→ Direction:
Copy every entry precisely.

----------

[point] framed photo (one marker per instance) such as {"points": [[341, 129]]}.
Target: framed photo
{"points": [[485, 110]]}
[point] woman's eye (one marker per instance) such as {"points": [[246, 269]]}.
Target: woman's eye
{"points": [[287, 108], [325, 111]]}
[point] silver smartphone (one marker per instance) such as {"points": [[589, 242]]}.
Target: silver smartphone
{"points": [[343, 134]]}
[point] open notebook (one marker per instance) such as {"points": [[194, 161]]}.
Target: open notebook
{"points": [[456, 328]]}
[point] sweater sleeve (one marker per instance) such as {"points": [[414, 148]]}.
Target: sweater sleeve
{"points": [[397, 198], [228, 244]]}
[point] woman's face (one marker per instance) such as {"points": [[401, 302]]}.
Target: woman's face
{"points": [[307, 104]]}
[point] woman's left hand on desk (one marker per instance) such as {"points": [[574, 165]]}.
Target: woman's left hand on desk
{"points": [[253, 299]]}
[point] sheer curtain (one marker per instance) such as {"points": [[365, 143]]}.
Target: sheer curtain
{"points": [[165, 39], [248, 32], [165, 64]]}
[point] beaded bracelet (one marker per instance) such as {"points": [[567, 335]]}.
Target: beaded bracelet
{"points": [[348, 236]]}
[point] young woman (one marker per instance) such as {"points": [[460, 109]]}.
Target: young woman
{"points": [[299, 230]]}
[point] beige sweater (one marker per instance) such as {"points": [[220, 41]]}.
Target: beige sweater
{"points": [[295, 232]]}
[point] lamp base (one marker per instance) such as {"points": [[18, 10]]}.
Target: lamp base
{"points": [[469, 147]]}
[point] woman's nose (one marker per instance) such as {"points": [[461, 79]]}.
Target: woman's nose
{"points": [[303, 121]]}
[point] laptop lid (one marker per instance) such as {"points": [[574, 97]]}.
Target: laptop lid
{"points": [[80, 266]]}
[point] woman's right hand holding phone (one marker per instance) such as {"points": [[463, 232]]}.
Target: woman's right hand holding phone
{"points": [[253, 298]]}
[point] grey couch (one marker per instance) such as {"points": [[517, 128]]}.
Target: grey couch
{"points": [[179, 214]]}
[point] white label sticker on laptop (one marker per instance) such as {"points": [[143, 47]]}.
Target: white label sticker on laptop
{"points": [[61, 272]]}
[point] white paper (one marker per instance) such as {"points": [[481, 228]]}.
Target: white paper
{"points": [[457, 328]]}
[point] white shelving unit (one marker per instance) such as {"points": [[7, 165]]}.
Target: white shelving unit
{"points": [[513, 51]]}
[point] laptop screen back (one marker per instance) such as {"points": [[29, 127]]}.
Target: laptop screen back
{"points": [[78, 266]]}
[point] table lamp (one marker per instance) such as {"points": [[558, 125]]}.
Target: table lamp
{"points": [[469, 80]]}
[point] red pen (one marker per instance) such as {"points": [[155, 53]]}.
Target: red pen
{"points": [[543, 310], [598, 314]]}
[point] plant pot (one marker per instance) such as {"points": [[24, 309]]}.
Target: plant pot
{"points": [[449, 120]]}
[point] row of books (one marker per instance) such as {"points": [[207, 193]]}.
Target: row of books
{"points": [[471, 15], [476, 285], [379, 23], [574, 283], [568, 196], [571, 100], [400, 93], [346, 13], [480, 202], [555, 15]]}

----------

→ Response to the exercise:
[point] framed photo (one marker per instance) such as {"points": [[341, 129]]}.
Target: framed photo
{"points": [[485, 110]]}
[point] woman's eye (one marker per instance) such as {"points": [[246, 269]]}.
Target: woman's eye
{"points": [[287, 108], [325, 111]]}
[point] silver smartphone (one marker per instance) such as {"points": [[589, 242]]}.
Target: silver smartphone
{"points": [[343, 134]]}
[point] open notebook (one marker per instance) such as {"points": [[194, 161]]}.
Target: open notebook
{"points": [[456, 328]]}
[point] sweater sleeve (one marker per instance) such as {"points": [[414, 148]]}.
Target: sweater sleeve
{"points": [[397, 198], [228, 244]]}
[point] woman's face (one marker per instance) such as {"points": [[401, 302]]}.
Target: woman's face
{"points": [[307, 104]]}
[point] woman's left hand on desk (one marker per instance) such as {"points": [[574, 165]]}.
Target: woman's left hand on desk
{"points": [[253, 299]]}
[point] sheer curtain (one marker per instance) such as {"points": [[365, 143]]}.
Target: sheer curtain
{"points": [[165, 39], [248, 32], [165, 64]]}
[point] beaded bracelet (one marker per instance) such as {"points": [[567, 335]]}.
Target: beaded bracelet
{"points": [[348, 236]]}
[point] young woman (one marker per instance) such as {"points": [[460, 109]]}.
Target: young woman
{"points": [[299, 230]]}
[point] beige sweater (one marker per instance) such as {"points": [[220, 41]]}.
Target: beige sweater
{"points": [[295, 232]]}
[point] lamp base (one marker per instance) such as {"points": [[18, 10]]}.
Target: lamp base
{"points": [[469, 147]]}
[point] woman's nose (one marker per instance) such as {"points": [[461, 79]]}.
Target: woman's nose
{"points": [[303, 121]]}
[point] laptop lid (one marker per instance) such as {"points": [[574, 97]]}.
Target: laptop lid
{"points": [[80, 266]]}
[point] woman's right hand holding phone (one marker per instance) such as {"points": [[463, 232]]}.
Target: woman's right hand holding phone
{"points": [[253, 298]]}
[point] grey couch (one marker per instance) such as {"points": [[517, 128]]}.
Target: grey couch
{"points": [[179, 214]]}
[point] white label sticker on laptop (one marker per instance) such as {"points": [[143, 47]]}.
Target: white label sticker on laptop
{"points": [[61, 272]]}
[point] white paper (one marker per instance) such as {"points": [[481, 228]]}.
Target: white paper
{"points": [[457, 328]]}
[point] white shelving unit (one marker per instance) such as {"points": [[7, 165]]}.
Target: white shelving unit
{"points": [[513, 51]]}
[point] laptop screen back (one marker per instance) such as {"points": [[29, 127]]}.
Target: laptop screen back
{"points": [[78, 266]]}
[point] table lamp (one marker per instance) such as {"points": [[558, 125]]}.
Target: table lamp
{"points": [[469, 80]]}
[point] red pen (one marker per instance) such as {"points": [[155, 53]]}.
Target: red pen
{"points": [[543, 310], [598, 314]]}
[point] plant pot (one marker per instance) such as {"points": [[24, 309]]}.
Target: plant pot
{"points": [[449, 120]]}
[point] row of books (one marker per instance) such as {"points": [[207, 193]]}.
Target: row of books
{"points": [[471, 15], [476, 285], [379, 23], [574, 283], [568, 196], [571, 100], [400, 93], [346, 13], [480, 202], [555, 15]]}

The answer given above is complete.